### Excerpt to read
1979 aviation accident near Cincinnati, Kentucky, USA

Comair Flight 444 was a chartered domestic passenger flight operated by Comair, which crashed shortly after takeoff from Cincinnati/Northern Kentucky International Airport on October 8, 1979. The flight was en route to Dayton, Ohio. All eight were killed due the accident.

The NTSB concluded that the crash was resulted from a loss of control caused by a partial loss of power from one engine during takeoff. The NTSB recommended increased scrutiny of pilot training programs and weight-and-balance enforcement for small commuter flights.

== Accident ==
The aircraft, a twin-engine Piper PA-31-350 Navajo Chieftain, took off from Runway 27 at Cincinnati/Northern Kentucky International Airport (CVG) in the early evening.

After approximately 1,500 to 2,000 feet of takeoff roll, the aircraft lifted off abruptly and began a shallow climb, reaching an altitude of about 150 feet above the runway. Shortly after liftoff, the pilot reported an engine power loss, and the tower controller cleared the aircraft to return for landing. Within seconds, the aircraft rolled sharply to the right, inverted, and entered a nose-down descent before impacting the ground. Witnesses stated that the aircraft appeared to struggle to gain altitude and banked erratically before crashing in an open field approximately 9000 ft from the runway.

The aircraft was completely destroyed.

== Aircraft and crew ==
The aircraft involved was a Piper PA-31-350 Navajo Chieftain, registered to Comair, a regional airline based in Cincinnati. The pilot was William Paul, 30, of Marysville, Indiana. He held a commercial pilot license but had limited experience in multi-engine aircraft.

== Victims ==
All eight people on board were killed due the accident. Six died instantly, one died on the way to the hospital and one died at the hospital. The victims were residents of the Greater Cincinnati and Dayton areas:
- John Huston, 53, of Fairfield, Ohio
- Douglas Jones, 50, of Madison Township, Ohio
- Jeffrey Lake, 29, of Forest Park, Ohio
- William Myers, 43, of Montgomery, Ohio
- Thomas Oatts, 52, of Loveland, Ohio
- Ronald Perry, 39, of Dayton, Ohio
- J. Pat Warman, 47, of West Chester, Ohio
- Pilot William Paul, 30, of Marysville, Indiana

== Investigation ==
The National Transportation Safety Board (NTSB) determined that the probable cause of the crash was a partial loss of power from one engine during the initial climb, followed by a loss of control due to improper response by the pilot. The NTSB found several contributing factors:
- The aircraft was overloaded by approximately 195 pounds beyond its maximum allowable takeoff weight.

### The task
According to the Comair Flight 444 account, what kind of aircraft crashed? The listing that follows comes from a separate source.

### Data records

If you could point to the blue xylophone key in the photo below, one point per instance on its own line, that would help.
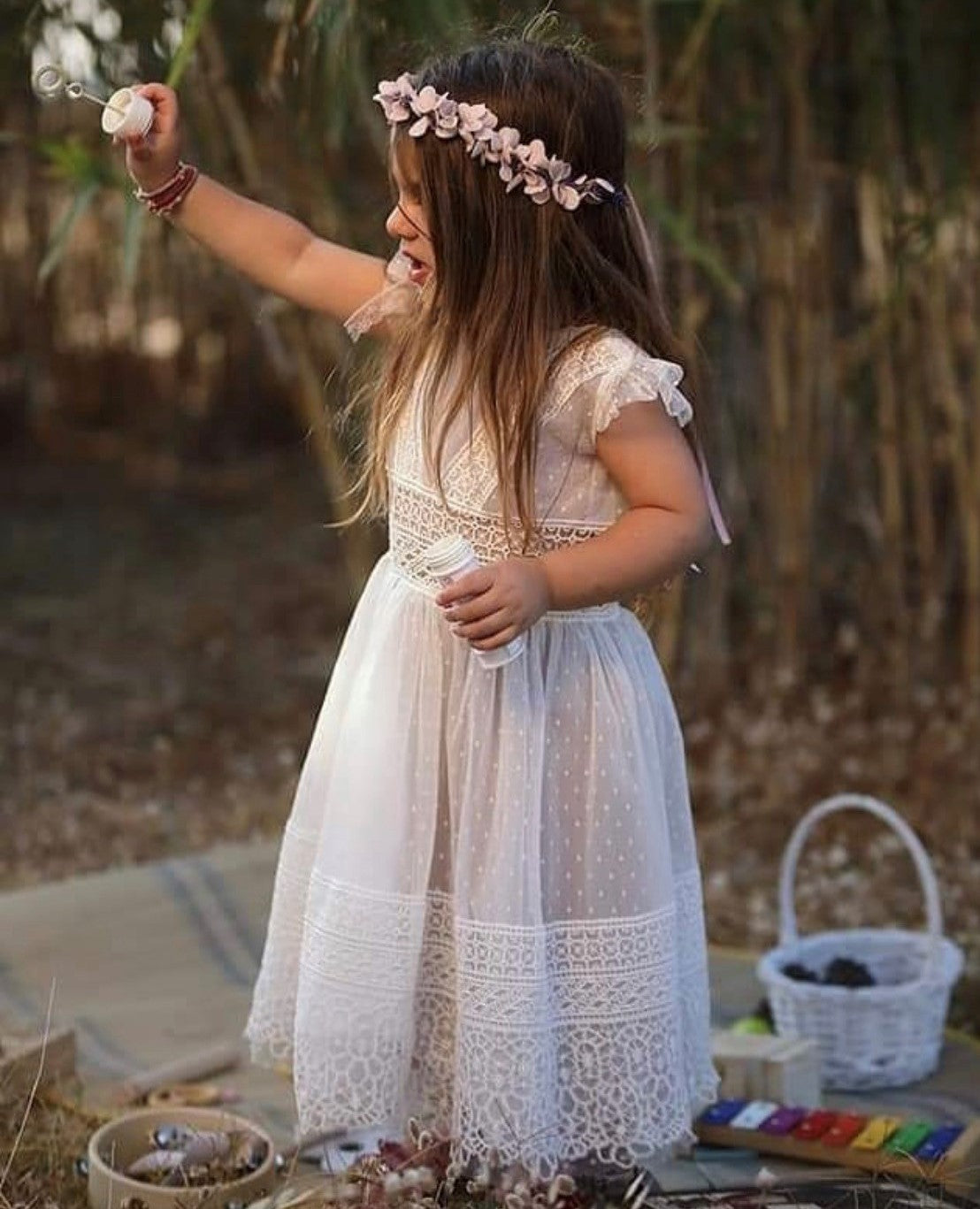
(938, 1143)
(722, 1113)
---
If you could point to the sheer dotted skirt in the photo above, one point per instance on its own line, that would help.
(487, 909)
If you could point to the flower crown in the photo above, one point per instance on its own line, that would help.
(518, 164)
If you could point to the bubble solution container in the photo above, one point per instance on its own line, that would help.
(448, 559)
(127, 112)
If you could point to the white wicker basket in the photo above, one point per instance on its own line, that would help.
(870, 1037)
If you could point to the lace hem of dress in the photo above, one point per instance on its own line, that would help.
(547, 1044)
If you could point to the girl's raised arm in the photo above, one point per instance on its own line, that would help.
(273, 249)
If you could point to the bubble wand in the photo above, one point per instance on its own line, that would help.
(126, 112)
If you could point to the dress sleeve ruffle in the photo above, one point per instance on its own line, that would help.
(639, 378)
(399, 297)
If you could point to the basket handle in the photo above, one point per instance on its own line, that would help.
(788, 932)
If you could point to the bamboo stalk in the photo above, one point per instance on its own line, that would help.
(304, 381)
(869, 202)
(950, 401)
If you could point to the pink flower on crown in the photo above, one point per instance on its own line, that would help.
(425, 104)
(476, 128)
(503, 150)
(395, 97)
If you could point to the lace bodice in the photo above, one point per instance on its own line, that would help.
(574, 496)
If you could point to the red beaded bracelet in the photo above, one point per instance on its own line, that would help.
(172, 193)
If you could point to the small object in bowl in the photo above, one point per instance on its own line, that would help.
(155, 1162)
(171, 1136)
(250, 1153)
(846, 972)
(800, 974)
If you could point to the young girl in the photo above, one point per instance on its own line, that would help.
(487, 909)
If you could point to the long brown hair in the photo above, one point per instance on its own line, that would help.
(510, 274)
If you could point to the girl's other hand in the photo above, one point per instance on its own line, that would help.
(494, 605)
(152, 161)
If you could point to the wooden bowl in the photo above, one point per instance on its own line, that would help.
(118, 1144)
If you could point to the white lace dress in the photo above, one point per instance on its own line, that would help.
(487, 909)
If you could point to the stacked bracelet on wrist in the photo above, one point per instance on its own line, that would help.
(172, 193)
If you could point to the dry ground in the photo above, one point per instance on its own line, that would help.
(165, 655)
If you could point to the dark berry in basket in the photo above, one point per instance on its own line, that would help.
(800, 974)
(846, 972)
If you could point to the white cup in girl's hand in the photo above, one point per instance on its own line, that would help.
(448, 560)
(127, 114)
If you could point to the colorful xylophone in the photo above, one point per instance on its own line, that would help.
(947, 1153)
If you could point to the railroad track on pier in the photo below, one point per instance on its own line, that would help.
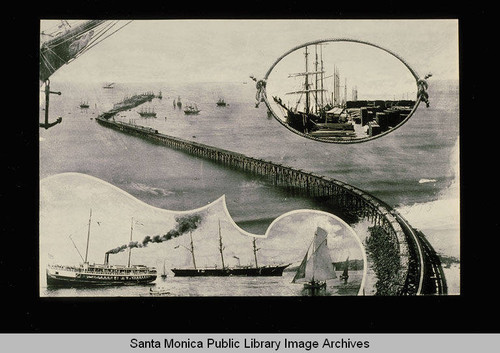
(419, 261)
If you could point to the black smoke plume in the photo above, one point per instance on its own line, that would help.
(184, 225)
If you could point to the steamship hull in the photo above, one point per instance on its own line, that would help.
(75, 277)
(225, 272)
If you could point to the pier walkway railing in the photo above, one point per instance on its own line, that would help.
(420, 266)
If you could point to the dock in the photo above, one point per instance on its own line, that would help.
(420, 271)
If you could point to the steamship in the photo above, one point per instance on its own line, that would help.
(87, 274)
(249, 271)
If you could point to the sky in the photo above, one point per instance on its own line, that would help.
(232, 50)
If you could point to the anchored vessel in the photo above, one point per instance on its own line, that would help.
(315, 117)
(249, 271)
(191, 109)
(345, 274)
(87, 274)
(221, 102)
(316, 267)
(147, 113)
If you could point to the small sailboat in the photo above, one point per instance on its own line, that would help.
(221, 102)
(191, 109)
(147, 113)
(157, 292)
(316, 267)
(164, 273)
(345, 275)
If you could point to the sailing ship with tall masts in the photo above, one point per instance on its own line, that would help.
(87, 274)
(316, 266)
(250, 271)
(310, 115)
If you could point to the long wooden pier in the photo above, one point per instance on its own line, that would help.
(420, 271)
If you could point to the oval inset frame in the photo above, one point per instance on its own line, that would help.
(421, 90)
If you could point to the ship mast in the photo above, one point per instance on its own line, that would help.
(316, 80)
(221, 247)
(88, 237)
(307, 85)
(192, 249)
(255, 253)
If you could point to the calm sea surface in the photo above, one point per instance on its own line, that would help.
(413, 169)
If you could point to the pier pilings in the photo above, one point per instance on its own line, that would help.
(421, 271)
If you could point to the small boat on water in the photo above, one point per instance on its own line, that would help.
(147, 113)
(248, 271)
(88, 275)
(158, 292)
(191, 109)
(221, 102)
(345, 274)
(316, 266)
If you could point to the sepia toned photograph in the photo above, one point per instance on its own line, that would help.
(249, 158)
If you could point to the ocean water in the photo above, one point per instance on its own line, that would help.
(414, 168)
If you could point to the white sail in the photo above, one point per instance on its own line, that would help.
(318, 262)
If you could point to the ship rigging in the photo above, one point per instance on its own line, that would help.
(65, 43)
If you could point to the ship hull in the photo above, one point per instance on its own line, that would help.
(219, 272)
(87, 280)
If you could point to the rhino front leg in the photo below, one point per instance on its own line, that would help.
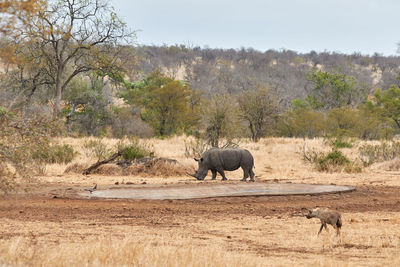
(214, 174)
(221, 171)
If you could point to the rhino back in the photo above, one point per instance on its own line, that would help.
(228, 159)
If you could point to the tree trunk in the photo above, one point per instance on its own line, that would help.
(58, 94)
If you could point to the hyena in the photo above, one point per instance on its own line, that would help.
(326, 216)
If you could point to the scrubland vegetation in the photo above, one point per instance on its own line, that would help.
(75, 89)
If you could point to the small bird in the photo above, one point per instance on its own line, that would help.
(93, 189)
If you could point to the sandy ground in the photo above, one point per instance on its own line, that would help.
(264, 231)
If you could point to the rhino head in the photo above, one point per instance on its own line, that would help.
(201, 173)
...
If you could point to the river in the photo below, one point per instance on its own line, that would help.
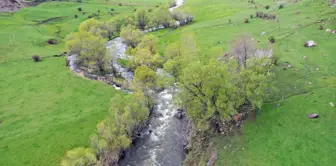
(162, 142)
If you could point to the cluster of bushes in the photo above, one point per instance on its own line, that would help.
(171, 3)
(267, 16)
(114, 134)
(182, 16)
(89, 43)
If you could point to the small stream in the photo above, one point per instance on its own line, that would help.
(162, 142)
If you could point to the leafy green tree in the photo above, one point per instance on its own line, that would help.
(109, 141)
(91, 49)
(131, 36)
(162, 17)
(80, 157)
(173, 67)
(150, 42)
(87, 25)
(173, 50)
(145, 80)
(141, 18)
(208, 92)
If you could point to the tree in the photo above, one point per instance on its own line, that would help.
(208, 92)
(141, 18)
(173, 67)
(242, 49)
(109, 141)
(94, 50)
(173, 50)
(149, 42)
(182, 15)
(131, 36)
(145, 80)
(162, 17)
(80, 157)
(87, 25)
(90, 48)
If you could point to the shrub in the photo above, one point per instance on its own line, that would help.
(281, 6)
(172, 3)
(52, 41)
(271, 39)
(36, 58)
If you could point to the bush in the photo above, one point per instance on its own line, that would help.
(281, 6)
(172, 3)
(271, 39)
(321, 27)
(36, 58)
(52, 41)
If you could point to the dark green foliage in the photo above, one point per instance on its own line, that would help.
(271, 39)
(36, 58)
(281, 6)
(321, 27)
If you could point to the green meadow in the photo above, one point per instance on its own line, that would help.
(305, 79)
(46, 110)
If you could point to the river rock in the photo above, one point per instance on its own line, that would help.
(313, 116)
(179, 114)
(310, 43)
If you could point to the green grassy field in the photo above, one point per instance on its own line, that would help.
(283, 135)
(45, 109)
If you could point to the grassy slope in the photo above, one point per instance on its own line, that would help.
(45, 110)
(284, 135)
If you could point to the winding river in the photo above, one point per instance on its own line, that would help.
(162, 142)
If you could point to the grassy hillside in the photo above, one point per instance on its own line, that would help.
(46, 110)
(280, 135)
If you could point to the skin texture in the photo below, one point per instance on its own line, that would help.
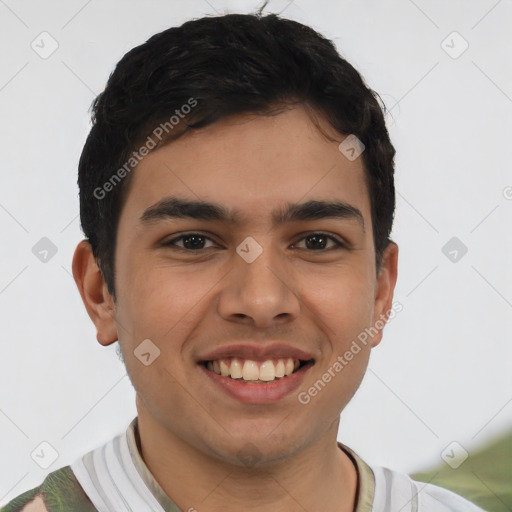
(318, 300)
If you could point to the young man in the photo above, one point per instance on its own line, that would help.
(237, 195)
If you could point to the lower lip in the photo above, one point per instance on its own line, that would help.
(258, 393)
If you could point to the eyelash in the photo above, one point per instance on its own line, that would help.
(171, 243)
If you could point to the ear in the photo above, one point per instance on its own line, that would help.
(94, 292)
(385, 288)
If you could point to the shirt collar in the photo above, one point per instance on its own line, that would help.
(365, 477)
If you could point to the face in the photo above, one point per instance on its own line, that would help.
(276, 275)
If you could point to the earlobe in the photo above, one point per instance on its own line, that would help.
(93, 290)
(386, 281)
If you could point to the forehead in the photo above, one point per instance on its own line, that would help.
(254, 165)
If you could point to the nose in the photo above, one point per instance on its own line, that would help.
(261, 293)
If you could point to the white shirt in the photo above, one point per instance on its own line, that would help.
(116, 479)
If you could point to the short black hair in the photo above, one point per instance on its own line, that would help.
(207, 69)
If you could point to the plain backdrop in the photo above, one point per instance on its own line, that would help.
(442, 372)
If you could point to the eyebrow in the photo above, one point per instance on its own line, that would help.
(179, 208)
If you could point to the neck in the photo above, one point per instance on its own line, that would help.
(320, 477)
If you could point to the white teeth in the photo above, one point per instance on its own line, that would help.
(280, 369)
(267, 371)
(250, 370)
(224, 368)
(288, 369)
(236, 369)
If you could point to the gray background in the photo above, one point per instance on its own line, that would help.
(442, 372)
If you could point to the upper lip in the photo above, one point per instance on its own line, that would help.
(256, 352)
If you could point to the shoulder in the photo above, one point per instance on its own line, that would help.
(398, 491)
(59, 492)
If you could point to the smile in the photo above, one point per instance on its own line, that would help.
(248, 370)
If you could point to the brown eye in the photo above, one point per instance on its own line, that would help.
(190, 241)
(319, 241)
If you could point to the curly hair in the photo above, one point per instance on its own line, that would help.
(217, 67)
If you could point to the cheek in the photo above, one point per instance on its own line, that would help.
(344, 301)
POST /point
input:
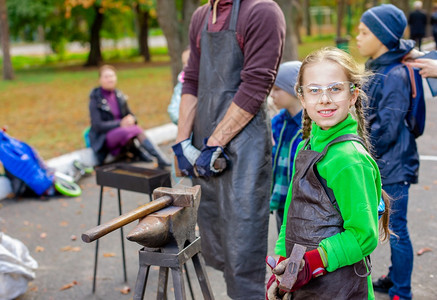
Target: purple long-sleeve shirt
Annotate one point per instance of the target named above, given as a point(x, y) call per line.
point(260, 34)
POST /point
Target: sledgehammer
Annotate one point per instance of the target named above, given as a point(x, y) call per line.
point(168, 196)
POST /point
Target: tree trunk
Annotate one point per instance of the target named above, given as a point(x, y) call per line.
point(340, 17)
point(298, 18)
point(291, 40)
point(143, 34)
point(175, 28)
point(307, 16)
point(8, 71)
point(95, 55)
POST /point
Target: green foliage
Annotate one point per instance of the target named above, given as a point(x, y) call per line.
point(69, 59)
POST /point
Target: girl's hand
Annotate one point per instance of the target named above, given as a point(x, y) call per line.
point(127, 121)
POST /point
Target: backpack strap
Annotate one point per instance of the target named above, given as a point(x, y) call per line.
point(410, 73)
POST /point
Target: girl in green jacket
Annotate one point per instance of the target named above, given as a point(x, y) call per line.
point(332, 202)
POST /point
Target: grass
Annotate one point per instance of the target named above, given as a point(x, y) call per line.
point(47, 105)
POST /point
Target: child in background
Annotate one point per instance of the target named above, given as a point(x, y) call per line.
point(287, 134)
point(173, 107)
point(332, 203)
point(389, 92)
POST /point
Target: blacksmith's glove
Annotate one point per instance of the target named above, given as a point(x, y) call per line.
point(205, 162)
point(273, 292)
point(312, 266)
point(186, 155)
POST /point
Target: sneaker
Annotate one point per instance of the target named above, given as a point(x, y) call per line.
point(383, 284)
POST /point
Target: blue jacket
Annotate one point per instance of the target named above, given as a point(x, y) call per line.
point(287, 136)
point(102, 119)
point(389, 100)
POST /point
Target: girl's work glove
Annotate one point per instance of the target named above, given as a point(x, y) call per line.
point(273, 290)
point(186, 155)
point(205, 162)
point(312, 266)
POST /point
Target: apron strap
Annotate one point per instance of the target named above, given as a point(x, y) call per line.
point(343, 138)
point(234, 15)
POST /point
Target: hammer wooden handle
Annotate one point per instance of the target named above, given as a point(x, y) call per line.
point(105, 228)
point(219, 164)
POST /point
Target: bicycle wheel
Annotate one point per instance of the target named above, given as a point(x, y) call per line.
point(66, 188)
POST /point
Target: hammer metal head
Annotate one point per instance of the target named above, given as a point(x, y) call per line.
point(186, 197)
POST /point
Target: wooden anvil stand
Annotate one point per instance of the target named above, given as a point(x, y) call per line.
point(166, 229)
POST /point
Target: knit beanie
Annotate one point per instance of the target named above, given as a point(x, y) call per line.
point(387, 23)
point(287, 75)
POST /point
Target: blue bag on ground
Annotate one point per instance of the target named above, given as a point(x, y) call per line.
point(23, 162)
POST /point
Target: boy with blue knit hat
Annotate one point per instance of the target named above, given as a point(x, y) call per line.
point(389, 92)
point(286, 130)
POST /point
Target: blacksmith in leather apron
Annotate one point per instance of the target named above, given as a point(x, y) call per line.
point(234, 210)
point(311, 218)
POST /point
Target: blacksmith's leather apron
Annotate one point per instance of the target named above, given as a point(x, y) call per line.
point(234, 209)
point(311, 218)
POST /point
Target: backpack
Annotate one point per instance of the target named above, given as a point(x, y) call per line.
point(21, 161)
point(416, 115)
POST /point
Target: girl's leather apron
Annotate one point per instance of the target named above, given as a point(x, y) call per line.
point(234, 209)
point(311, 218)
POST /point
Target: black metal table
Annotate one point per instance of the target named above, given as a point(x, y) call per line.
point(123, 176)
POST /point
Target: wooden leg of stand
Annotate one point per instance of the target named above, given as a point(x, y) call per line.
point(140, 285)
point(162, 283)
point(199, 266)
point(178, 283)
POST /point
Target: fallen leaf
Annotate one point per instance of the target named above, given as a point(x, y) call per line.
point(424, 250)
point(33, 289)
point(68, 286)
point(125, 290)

### Result of this exercise
A twin-engine Piper PA-31-350 Navajo Chieftain.